DOKUMEN:
------------

“Kita telah melawan Nak, Nyo. Sebaik-baiknya, sehormat-hormatnya.”
― Pramoedya Ananta Toer, Bumi Manusia.
20 Juni 2017. Warga kampung Tamansari tiba-tiba saja mendapat undangan buka puasa bersama dengan Walikota Bandung, Ridwan Kamil. Tentu undangan ini disambut dengan riang gembira, sebab belum pernah terjadi sepanjang hidup warga, ada walikota yang populer bukan hanya di Bandung, tapi juga di Indonesia bahkan hingga tingkat internasional, mau mengundang warga kampung biasa seperti mereka untuk bertatap muka.
Karenanya, lalu puluhan warga Tamansari dengan penuh prasangka baik dan suka ria berbondong-bondong hadir di Pendopo (rumah dinas) Walikota Bandung. Namun, suka ria itu tak bertahan lama. Ia dengan cepat menghilang bersamaan dengan hilangnya dahaga puasa oleh hidangan menu berbuka yang disediakan walikota, dan seiring pengumuman akan rencana dan upaya “dihilangkannya” rumah mereka melalui sosialisasi rumah deret yang dilengkapi dengan presentasi mutakhir terkait desain rumah deret yang terdiri dari dua tower, masing-masing setinggi 10 dan 11 lantai dengan jumlah unit hunian sekitar 500 unit. Warga takjub melihat desain rumah deret modern nan mewah itu itu namun pulang kerumah masing-masing dengan perasaan tidak karuan, antara kaget, bingung hingga tidak percaya atas apa yang baru mereka dengar dan lihat dalam tajuk buka puasa bersama itu.
Pasca buka puasa bersama itu, kampung Tamansari mengalami eskalasi konflik spasial dan sosial yang tidak pernah terjadi sebelumnya hingga saat ini. Warga terpecah belah oleh skema relokasi sepihak yang ditawarkan pemerintah kota tanpa melalui kesepakatan terkait mekanisme penggantian dan jumlah nominalnya. Semua keputusan dengan mudahnya langsung ditetapkan sepihak tanpa melibatkan warga secara partisipatif. Puncaknya, warga terpecah menjadi beberapa kelompok: mereka yang menerima rumah deret dengan kompensasi 20 % atau 70% dengan tambahan biaya untuk sewa rumah sementara yang besarannya bervariasi, dengan maksimum 26 juta untuk satu tahun; dan warga yang menolak sama sekali mekanisme ini dan memilih bertahan di lokasi mereka tinggal. Relasi kewargaan kampung yang khas dan harmonis mendadak lenyap, berganti menjadi relasi penuh kecurigaan dan intimidasi yang tendensius-emosional.

------------

[Cuplikan dari dataset deteksi]
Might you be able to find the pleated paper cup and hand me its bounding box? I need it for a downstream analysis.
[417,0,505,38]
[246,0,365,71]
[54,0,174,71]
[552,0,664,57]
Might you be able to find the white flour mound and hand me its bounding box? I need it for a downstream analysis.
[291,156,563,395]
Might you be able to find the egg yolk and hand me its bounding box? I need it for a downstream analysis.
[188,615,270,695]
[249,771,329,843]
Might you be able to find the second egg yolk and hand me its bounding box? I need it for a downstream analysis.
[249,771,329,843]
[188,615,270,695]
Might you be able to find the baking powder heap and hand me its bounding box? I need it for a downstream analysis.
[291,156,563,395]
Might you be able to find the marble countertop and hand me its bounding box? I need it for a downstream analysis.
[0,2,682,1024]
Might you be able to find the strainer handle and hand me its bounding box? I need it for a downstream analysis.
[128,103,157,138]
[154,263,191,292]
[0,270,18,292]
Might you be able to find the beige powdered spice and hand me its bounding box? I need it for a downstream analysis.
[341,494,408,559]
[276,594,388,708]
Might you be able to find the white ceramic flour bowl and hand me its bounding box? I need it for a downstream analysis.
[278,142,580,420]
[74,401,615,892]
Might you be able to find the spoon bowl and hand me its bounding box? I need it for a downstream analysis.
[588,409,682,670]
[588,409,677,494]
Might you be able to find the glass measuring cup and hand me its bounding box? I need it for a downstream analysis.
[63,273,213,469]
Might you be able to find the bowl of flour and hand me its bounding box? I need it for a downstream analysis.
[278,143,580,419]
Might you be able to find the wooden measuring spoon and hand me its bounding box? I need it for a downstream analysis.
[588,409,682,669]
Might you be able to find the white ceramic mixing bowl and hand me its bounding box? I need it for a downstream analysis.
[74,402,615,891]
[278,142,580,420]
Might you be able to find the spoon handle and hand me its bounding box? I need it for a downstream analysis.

------------

INSTRUKSI TERTULIS 1: Tentukan apakah tiap pernyataan berikut sesuai dengan dokumen tentang kampung Tamansari, lalu jawab ya atau tidak disertai kutipan persis yang menjadi dasarnya. (a) Warga Tamansari mendapat undangan buka puasa bersama Walikota Bandung pada 20 Juni 2017. (b) Rumah deret yang dipresentasikan terdiri dari tiga tower. (c) Biaya sewa rumah sementara paling besar 26 juta untuk satu tahun.
INSTRUKSI TERTULIS 2: Susun semua catatan dari awal catatan hingga baris yang memuat "[74,401,615,892]" sebagai CSV dua kolom, permintaan dan jawaban, dengan satu baris untuk setiap permintaan. Letakkan teks permintaan dan seluruh jawabannya masing-masing dalam satu bidang berkutip, dan ganti setiap jeda baris dengan spasi.

JAWABAN TERTULIS 1:
(a) Ya: "20 Juni 2017. Warga kampung Tamansari tiba-tiba saja mendapat undangan buka puasa bersama dengan Walikota Bandung, Ridwan Kamil."
(b) Tidak: "terdiri dari dua tower, masing-masing setinggi 10 dan 11 lantai"
(c) Ya: "dengan maksimum 26 juta untuk satu tahun"

JAWABAN TERTULIS 2:
permintaan,jawaban
"Might you be able to find the pleated paper cup and hand me its bounding box? I need it for a downstream analysis.","[417,0,505,38] [246,0,365,71] [54,0,174,71] [552,0,664,57]"
"Might you be able to find the white flour mound and hand me its bounding box? I need it for a downstream analysis.","[291,156,563,395]"
"Might you be able to find the egg yolk and hand me its bounding box? I need it for a downstream analysis.","[188,615,270,695] [249,771,329,843]"
"Might you be able to find the second egg yolk and hand me its bounding box? I need it for a downstream analysis.","[249,771,329,843] [188,615,270,695]"
"Might you be able to find the baking powder heap and hand me its bounding box? I need it for a downstream analysis.","[291,156,563,395]"
"Might you be able to find the marble countertop and hand me its bounding box? I need it for a downstream analysis.","[0,2,682,1024]"
"Might you be able to find the strainer handle and hand me its bounding box? I need it for a downstream analysis.","[128,103,157,138] [154,263,191,292] [0,270,18,292]"
"Might you be able to find the beige powdered spice and hand me its bounding box? I need it for a downstream analysis.","[341,494,408,559] [276,594,388,708]"
"Might you be able to find the white ceramic flour bowl and hand me its bounding box? I need it for a downstream analysis.","[278,142,580,420] [74,401,615,892]"